■ Text extract ■
Abstract
GNSS jamming and spoofing are among the most critical threats to UAV flight safety today. Septentrio receivers address these challenges through built-in, multi-layered protection — combining multi-frequency GNSS technology, intelligent heuristic algorithms, and satellite signal authentication (OSNMA). The AIM+ (Advanced Interference Mitigation and Anti-Spoofing) technology provides endogenous protection at the receiver core, requiring no additional hardware to detect, resist, and alert on jamming and spoofing attacks in real time.
Anti-Jamming and Anti-Spoofing Technologies Safeguard Flight Safety
In today’s world, where UAV and manned aviation flight safety is paramount, GNSS jamming and spoofing have become hidden yet severe threats. To ensure the absolute safety of every flight, it is essential to build inherent protection capabilities at the very core of the navigation system — the receiver level. Through deep integration of multi-frequency GNSS technology, intelligent heuristic algorithms, and satellite signal encryption/authentication, Septentrio can distinguish genuine from fake signals at the source in real time, resist interference, and provide accurate, reliable security alerts when spoofing occurs.
Analysis of GNSS Jamming and Spoofing
About Jamming
Jamming is a signal disruptor in the field of GNSS navigation. It emits powerful radio noise, acting like an invisible barrier that directly drowns out the weak signals from satellites. When jamming occurs, the receiver does not see an erroneous position but rather a complete loss of signal — the positioning icon freezes, time information is lost, and navigation functions are completely interrupted. Whether caused by unintentional electromagnetic interference or deliberate suppression attacks, the essence of jamming is the violent suppression of signals. Its disruption is direct and rapid, capable of instantly “blinding” systems reliant on GNSS.
About Spoofing
Spoofing is a master of deception in the GNSS domain. It does not disrupt signals but meticulously forges a set of “cloned” signals almost identical to genuine satellite signals, stealthily “injecting” them into the receiver. The receiver decodes and calculates these fake signals as if they were real, ultimately outputting information — position, velocity, or time — that appears completely normal but is actually entirely wrong. More dangerously, advanced spoofing can achieve gradual “slow-burn” manipulation, causing the target to deviate from its course unknowingly.
Spoofing often accompanies jamming. Jamming suppresses GNSS signals with “white noise” to disable them, breaking the receiver’s lock and making it more likely to lock onto false signals. Therefore, the first line of defense against spoofing is built-in robust anti-jamming technology in the receiver, such as AIM+ Advanced Interference Mitigation.
Different Forms of Spoofing
Elementary Imitation — Non-Coherent Attack
Non-coherent attacks are the most basic form of spoofing. The attacker uses inexpensive software-defined radio (SDR) equipment and open-source software to directly transmit forged signals with power far stronger than genuine satellite signals. This attack is often accompanied by brief jamming, first breaking the receiver’s original signal lock and then “violently taking over” with stronger fake signals. Although the implementation barrier is low, with costs under a thousand dollars, the flaws are most apparent — the signals lack precise synchronization, exhibit abnormal power characteristics, and positioning results often show abrupt jumps.

■ Aim of the task ■
Answer these questions from the GNSS jamming and spoofing text above:
(a) What does the acronym AIM+ stand for?
(b) When jamming occurs, what does the receiver see instead of an erroneous position?
(c) What is the stated cost of carrying out a non-coherent attack?

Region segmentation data
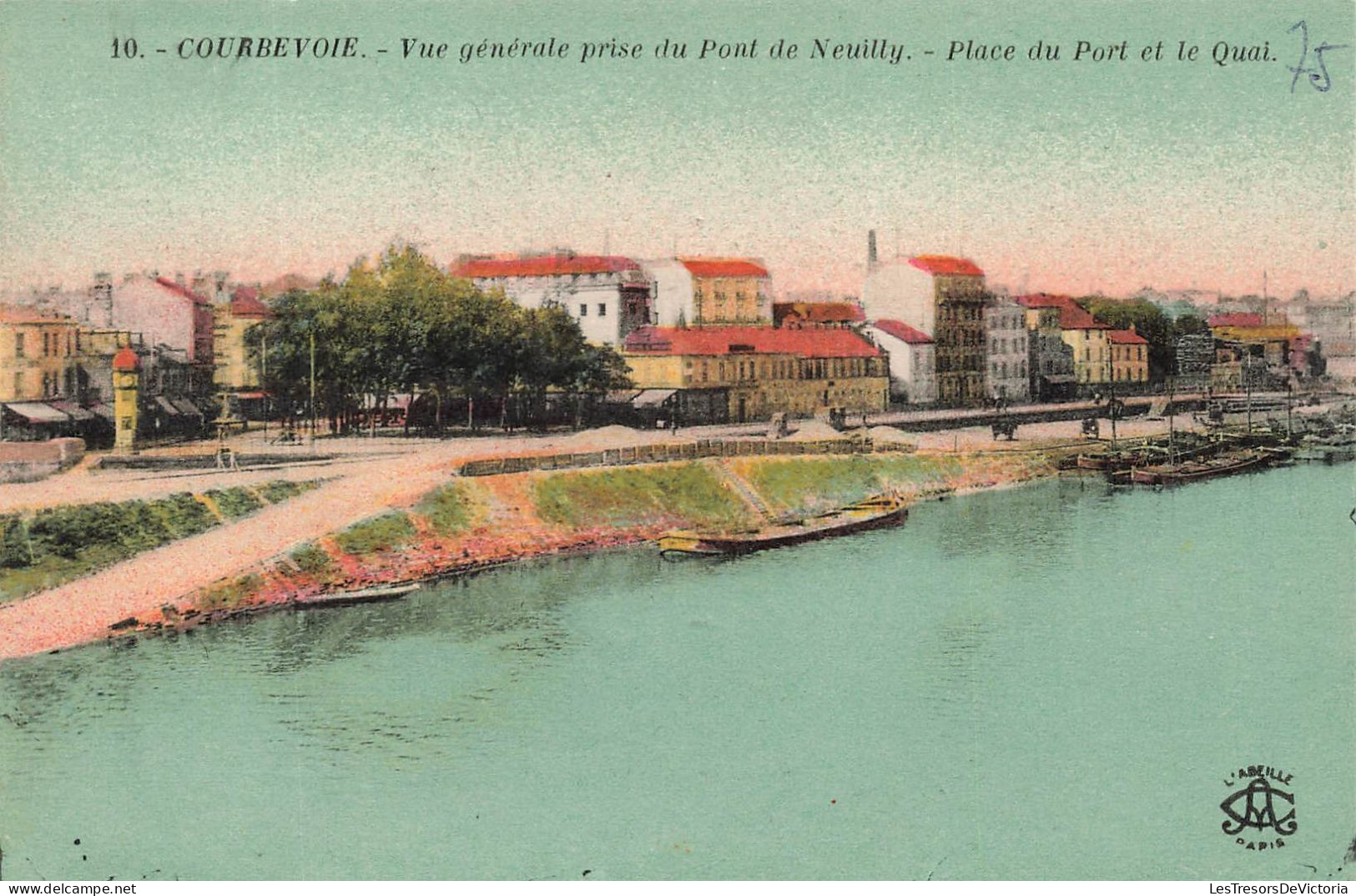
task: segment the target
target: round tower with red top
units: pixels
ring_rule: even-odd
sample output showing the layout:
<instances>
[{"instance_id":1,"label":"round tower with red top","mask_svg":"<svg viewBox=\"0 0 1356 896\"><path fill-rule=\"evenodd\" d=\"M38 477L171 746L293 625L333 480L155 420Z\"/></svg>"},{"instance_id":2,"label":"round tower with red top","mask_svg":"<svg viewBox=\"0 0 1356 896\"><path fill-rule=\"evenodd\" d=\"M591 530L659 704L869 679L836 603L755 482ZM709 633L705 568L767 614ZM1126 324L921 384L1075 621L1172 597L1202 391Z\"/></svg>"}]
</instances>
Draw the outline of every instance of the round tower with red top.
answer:
<instances>
[{"instance_id":1,"label":"round tower with red top","mask_svg":"<svg viewBox=\"0 0 1356 896\"><path fill-rule=\"evenodd\" d=\"M137 393L141 389L141 359L132 348L113 357L114 451L134 451L137 441Z\"/></svg>"}]
</instances>

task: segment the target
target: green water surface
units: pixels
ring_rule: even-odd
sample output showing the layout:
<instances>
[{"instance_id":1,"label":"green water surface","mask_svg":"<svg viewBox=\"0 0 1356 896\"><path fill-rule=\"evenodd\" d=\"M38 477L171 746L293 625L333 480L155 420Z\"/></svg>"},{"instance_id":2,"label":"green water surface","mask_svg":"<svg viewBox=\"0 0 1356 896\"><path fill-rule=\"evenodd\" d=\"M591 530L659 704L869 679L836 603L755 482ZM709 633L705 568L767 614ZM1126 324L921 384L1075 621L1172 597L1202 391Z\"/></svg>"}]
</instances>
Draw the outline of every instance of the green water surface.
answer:
<instances>
[{"instance_id":1,"label":"green water surface","mask_svg":"<svg viewBox=\"0 0 1356 896\"><path fill-rule=\"evenodd\" d=\"M7 663L3 870L1345 880L1352 472L1063 480ZM1281 849L1220 828L1243 765L1292 775Z\"/></svg>"}]
</instances>

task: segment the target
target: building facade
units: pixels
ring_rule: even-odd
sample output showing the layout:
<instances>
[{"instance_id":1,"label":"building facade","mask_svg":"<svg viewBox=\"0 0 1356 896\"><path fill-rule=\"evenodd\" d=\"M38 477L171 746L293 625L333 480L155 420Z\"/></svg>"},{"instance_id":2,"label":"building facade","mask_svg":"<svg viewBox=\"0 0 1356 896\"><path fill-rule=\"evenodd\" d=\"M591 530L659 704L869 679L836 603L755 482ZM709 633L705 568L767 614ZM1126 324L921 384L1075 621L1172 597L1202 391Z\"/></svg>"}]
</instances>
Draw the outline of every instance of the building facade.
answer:
<instances>
[{"instance_id":1,"label":"building facade","mask_svg":"<svg viewBox=\"0 0 1356 896\"><path fill-rule=\"evenodd\" d=\"M685 423L743 423L829 408L885 409L885 357L854 332L645 327L622 355L637 389L673 390Z\"/></svg>"},{"instance_id":2,"label":"building facade","mask_svg":"<svg viewBox=\"0 0 1356 896\"><path fill-rule=\"evenodd\" d=\"M890 400L899 404L937 401L937 350L933 338L900 320L877 320L866 335L890 359Z\"/></svg>"},{"instance_id":3,"label":"building facade","mask_svg":"<svg viewBox=\"0 0 1356 896\"><path fill-rule=\"evenodd\" d=\"M989 348L989 397L1008 403L1031 399L1026 309L994 298L984 306L984 342Z\"/></svg>"},{"instance_id":4,"label":"building facade","mask_svg":"<svg viewBox=\"0 0 1356 896\"><path fill-rule=\"evenodd\" d=\"M679 256L644 262L660 327L769 327L770 278L758 259Z\"/></svg>"},{"instance_id":5,"label":"building facade","mask_svg":"<svg viewBox=\"0 0 1356 896\"><path fill-rule=\"evenodd\" d=\"M650 283L640 264L620 255L472 258L453 275L481 290L503 290L522 308L561 308L597 344L621 346L651 323Z\"/></svg>"},{"instance_id":6,"label":"building facade","mask_svg":"<svg viewBox=\"0 0 1356 896\"><path fill-rule=\"evenodd\" d=\"M1111 378L1116 385L1142 386L1149 382L1149 340L1130 329L1106 331L1111 347Z\"/></svg>"},{"instance_id":7,"label":"building facade","mask_svg":"<svg viewBox=\"0 0 1356 896\"><path fill-rule=\"evenodd\" d=\"M259 389L260 366L250 351L250 331L273 317L258 290L237 286L228 301L212 306L214 380L222 393Z\"/></svg>"},{"instance_id":8,"label":"building facade","mask_svg":"<svg viewBox=\"0 0 1356 896\"><path fill-rule=\"evenodd\" d=\"M898 320L934 340L937 400L979 405L984 392L984 272L951 255L875 266L862 285L868 320Z\"/></svg>"},{"instance_id":9,"label":"building facade","mask_svg":"<svg viewBox=\"0 0 1356 896\"><path fill-rule=\"evenodd\" d=\"M1036 293L1018 296L1024 308L1055 308L1059 310L1059 336L1074 352L1074 381L1079 392L1093 393L1111 382L1111 343L1106 333L1111 324L1088 313L1070 296Z\"/></svg>"},{"instance_id":10,"label":"building facade","mask_svg":"<svg viewBox=\"0 0 1356 896\"><path fill-rule=\"evenodd\" d=\"M22 306L0 306L0 401L79 396L79 324Z\"/></svg>"},{"instance_id":11,"label":"building facade","mask_svg":"<svg viewBox=\"0 0 1356 896\"><path fill-rule=\"evenodd\" d=\"M1058 308L1026 308L1026 374L1031 397L1067 401L1077 393L1074 350L1059 328Z\"/></svg>"}]
</instances>

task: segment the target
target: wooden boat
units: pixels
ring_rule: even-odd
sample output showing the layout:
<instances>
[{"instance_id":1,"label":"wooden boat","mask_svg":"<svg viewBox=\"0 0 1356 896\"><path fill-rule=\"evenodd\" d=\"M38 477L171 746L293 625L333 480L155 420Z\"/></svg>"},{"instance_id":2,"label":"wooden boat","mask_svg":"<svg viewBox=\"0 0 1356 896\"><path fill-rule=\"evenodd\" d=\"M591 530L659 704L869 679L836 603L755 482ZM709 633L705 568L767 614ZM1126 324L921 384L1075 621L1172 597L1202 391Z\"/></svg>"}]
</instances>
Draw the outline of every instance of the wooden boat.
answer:
<instances>
[{"instance_id":1,"label":"wooden boat","mask_svg":"<svg viewBox=\"0 0 1356 896\"><path fill-rule=\"evenodd\" d=\"M1248 470L1258 469L1275 462L1279 457L1285 457L1284 451L1234 451L1204 461L1185 461L1181 464L1159 464L1157 466L1136 466L1131 470L1130 478L1140 485L1181 485L1196 483L1218 476L1234 476Z\"/></svg>"},{"instance_id":2,"label":"wooden boat","mask_svg":"<svg viewBox=\"0 0 1356 896\"><path fill-rule=\"evenodd\" d=\"M660 556L736 556L770 548L786 548L820 538L849 535L896 526L909 516L899 495L875 495L816 516L807 516L747 533L696 533L675 530L659 537Z\"/></svg>"}]
</instances>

■ The output ■
(a) Advanced Interference Mitigation and Anti-Spoofing
(b) A complete loss of signal
(c) Under a thousand dollars